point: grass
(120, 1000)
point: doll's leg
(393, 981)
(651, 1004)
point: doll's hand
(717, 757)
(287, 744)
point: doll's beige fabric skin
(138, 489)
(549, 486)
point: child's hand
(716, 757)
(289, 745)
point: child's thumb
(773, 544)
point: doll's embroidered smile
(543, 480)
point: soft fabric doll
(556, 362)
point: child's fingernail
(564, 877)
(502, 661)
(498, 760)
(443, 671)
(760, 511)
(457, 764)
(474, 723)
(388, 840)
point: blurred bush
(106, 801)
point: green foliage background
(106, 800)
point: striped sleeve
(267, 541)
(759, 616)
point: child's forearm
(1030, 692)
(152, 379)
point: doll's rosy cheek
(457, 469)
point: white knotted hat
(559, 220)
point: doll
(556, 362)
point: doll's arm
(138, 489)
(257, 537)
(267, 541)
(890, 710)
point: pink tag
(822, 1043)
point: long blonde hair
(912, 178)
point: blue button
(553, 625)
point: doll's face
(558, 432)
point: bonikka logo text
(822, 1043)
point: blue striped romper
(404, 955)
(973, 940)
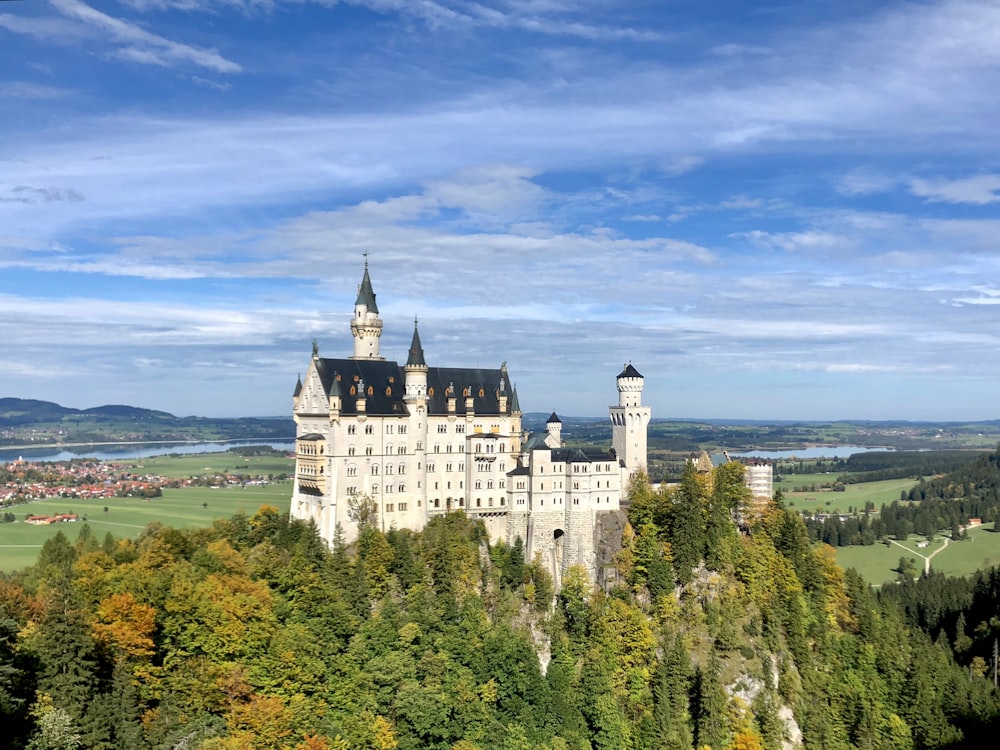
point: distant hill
(33, 422)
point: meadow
(187, 507)
(854, 495)
(877, 563)
(201, 464)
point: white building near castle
(422, 441)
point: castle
(421, 441)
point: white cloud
(978, 190)
(80, 22)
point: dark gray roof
(416, 355)
(366, 295)
(482, 385)
(629, 372)
(384, 379)
(580, 455)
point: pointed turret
(553, 426)
(415, 372)
(515, 403)
(366, 295)
(416, 356)
(366, 326)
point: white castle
(422, 441)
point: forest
(724, 627)
(948, 502)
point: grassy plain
(854, 495)
(188, 507)
(200, 464)
(877, 562)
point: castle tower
(416, 369)
(553, 427)
(629, 421)
(366, 327)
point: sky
(773, 210)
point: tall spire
(366, 295)
(366, 326)
(416, 357)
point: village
(24, 481)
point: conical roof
(366, 295)
(416, 356)
(629, 372)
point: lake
(123, 451)
(816, 451)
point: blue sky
(775, 210)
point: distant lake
(125, 451)
(818, 451)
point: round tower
(366, 326)
(629, 421)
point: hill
(36, 423)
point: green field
(187, 507)
(876, 562)
(199, 464)
(854, 495)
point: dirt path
(925, 558)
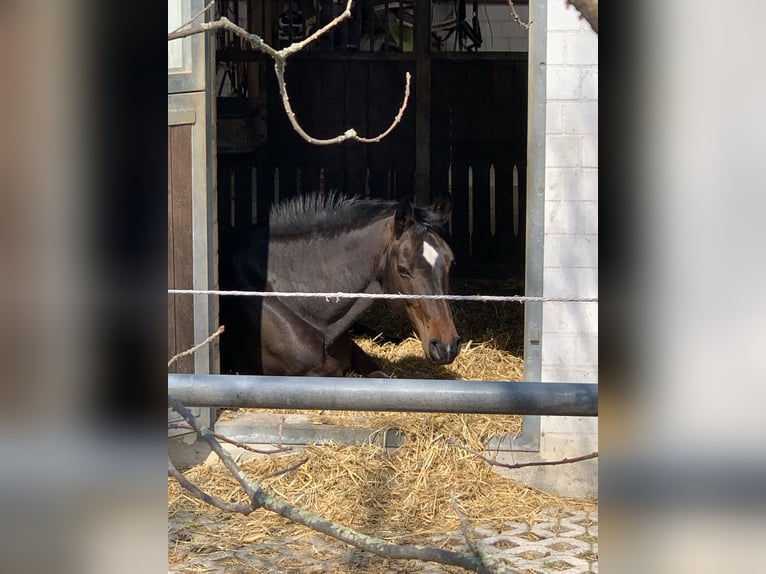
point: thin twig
(195, 347)
(589, 10)
(290, 468)
(297, 46)
(197, 492)
(241, 445)
(523, 464)
(193, 18)
(516, 17)
(262, 499)
(248, 485)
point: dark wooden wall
(180, 266)
(478, 136)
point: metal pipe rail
(405, 395)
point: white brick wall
(570, 329)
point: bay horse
(331, 243)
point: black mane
(334, 213)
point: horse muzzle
(443, 353)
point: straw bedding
(401, 495)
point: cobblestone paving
(566, 542)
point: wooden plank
(519, 250)
(224, 190)
(181, 191)
(171, 267)
(480, 236)
(460, 211)
(503, 212)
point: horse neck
(344, 269)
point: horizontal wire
(340, 295)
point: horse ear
(442, 207)
(403, 217)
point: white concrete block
(559, 282)
(579, 251)
(556, 48)
(552, 251)
(562, 151)
(580, 117)
(497, 45)
(587, 282)
(564, 374)
(571, 425)
(566, 216)
(570, 317)
(590, 151)
(519, 45)
(581, 184)
(581, 48)
(554, 183)
(564, 83)
(561, 216)
(554, 116)
(569, 350)
(562, 16)
(589, 86)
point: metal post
(405, 395)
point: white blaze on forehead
(429, 253)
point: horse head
(419, 263)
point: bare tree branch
(241, 445)
(589, 10)
(280, 63)
(262, 499)
(196, 347)
(197, 492)
(516, 17)
(489, 564)
(523, 464)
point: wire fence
(341, 295)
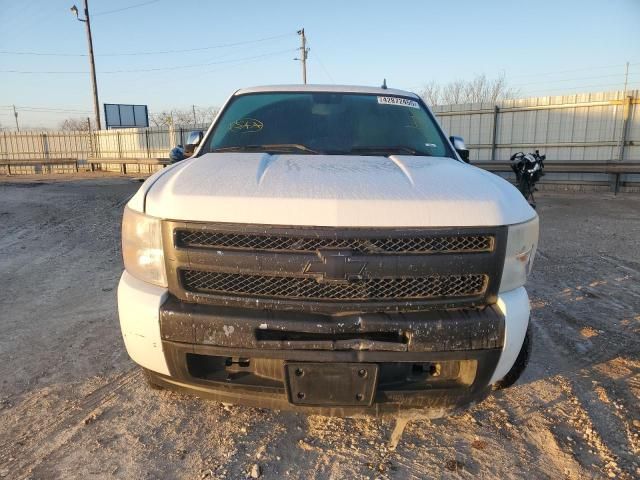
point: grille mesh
(308, 288)
(418, 244)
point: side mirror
(193, 140)
(460, 147)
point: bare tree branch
(477, 90)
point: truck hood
(334, 190)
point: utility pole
(94, 83)
(304, 51)
(15, 114)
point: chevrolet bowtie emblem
(336, 266)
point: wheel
(519, 365)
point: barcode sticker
(403, 102)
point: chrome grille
(300, 288)
(392, 244)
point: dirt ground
(72, 404)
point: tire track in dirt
(47, 437)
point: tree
(479, 89)
(194, 116)
(75, 124)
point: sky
(169, 54)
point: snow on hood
(335, 190)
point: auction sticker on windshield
(403, 102)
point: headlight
(522, 241)
(142, 247)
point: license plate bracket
(331, 384)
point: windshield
(326, 123)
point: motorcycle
(528, 169)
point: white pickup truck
(327, 249)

(WHAT THE TASK ASKS) Would you write each entry out again exactly, omitting the images?

(EXERCISE RESPONSE)
point: grass
(120, 1000)
point: doll's leg
(393, 981)
(651, 1004)
point: doll's hand
(717, 757)
(287, 744)
point: doll's beige fabric skin
(138, 489)
(549, 486)
point: child's hand
(716, 757)
(289, 745)
point: child's thumb
(773, 544)
point: doll's embroidered smile
(543, 480)
point: soft fabric doll
(556, 362)
point: child's fingernail
(564, 877)
(502, 661)
(498, 760)
(443, 671)
(760, 511)
(457, 764)
(474, 723)
(388, 840)
point: blurred bush
(106, 801)
point: green foliage background
(106, 800)
point: striped sleeve
(267, 541)
(759, 616)
point: child's forearm
(1030, 692)
(152, 379)
point: doll's rosy cheek
(457, 469)
point: white knotted hat
(559, 220)
point: doll
(556, 362)
point: doll's arm
(138, 489)
(257, 537)
(267, 541)
(890, 710)
point: pink tag
(822, 1043)
point: long blonde hair
(912, 178)
point: blue button
(553, 625)
point: doll's face
(558, 432)
point: bonikka logo text
(822, 1043)
point: blue striped romper
(404, 955)
(973, 940)
point: distant hill
(33, 422)
point: meadow
(187, 507)
(854, 495)
(877, 563)
(201, 464)
point: white building near castle
(422, 441)
point: castle
(421, 441)
point: white cloud
(978, 190)
(80, 22)
point: dark gray roof
(416, 355)
(366, 295)
(482, 385)
(629, 372)
(384, 379)
(580, 455)
point: pointed turret
(553, 426)
(415, 372)
(515, 403)
(366, 295)
(416, 356)
(366, 326)
point: white castle
(422, 441)
point: forest
(724, 627)
(948, 502)
point: grassy plain
(854, 495)
(188, 507)
(200, 464)
(877, 562)
point: castle tower
(416, 369)
(553, 427)
(629, 421)
(366, 327)
point: sky
(773, 210)
point: tall spire
(366, 295)
(366, 326)
(416, 357)
point: village
(24, 481)
point: conical roof
(366, 295)
(416, 356)
(629, 372)
point: lake
(123, 451)
(816, 451)
point: blue sky
(775, 210)
point: distant lake
(125, 451)
(818, 451)
point: round tower
(366, 326)
(629, 421)
point: hill
(36, 423)
point: green field
(187, 507)
(876, 562)
(199, 464)
(854, 495)
point: dirt path
(925, 558)
point: thin twig
(195, 347)
(589, 10)
(290, 468)
(297, 46)
(197, 492)
(241, 445)
(523, 464)
(193, 18)
(516, 17)
(262, 499)
(248, 485)
point: dark wooden wall
(180, 266)
(478, 136)
point: metal pipe rail
(405, 395)
point: white brick wall
(570, 329)
point: bay horse
(331, 243)
point: black mane
(334, 213)
point: horse muzzle
(443, 353)
point: straw bedding
(401, 495)
point: cobblestone paving
(566, 542)
point: wooden plank
(519, 250)
(224, 190)
(181, 191)
(171, 267)
(480, 236)
(460, 211)
(503, 212)
point: horse neck
(344, 269)
point: horizontal wire
(340, 295)
point: horse ear
(442, 207)
(403, 217)
point: white concrete block
(559, 282)
(579, 251)
(556, 48)
(552, 251)
(562, 151)
(580, 117)
(497, 45)
(587, 282)
(564, 374)
(571, 425)
(566, 216)
(570, 317)
(590, 151)
(519, 45)
(581, 184)
(581, 48)
(554, 183)
(564, 83)
(561, 216)
(554, 116)
(569, 350)
(562, 16)
(589, 86)
point: metal post
(405, 395)
point: white blaze on forehead
(429, 253)
point: horse head
(419, 263)
point: bare tree branch
(241, 445)
(589, 10)
(280, 63)
(262, 499)
(196, 347)
(197, 492)
(516, 17)
(489, 564)
(523, 464)
point: wire fence
(341, 295)
point: grille mesh
(308, 288)
(418, 244)
point: side mirror
(193, 140)
(460, 147)
point: bare tree branch
(477, 90)
point: truck hood
(334, 190)
point: utility pole
(94, 83)
(304, 51)
(15, 114)
point: chevrolet bowtie emblem
(336, 266)
point: wheel
(519, 365)
point: barcode sticker
(403, 102)
point: chrome grille
(300, 288)
(392, 244)
point: dirt ground
(72, 404)
point: tire track in dirt
(47, 437)
point: tree
(479, 89)
(194, 116)
(75, 124)
point: sky
(169, 54)
point: snow on hood
(335, 190)
point: auction sticker on windshield
(403, 102)
point: headlight
(522, 241)
(142, 247)
point: license plate bracket
(331, 384)
point: windshield
(326, 123)
point: motorcycle
(528, 169)
point: white pickup truck
(327, 249)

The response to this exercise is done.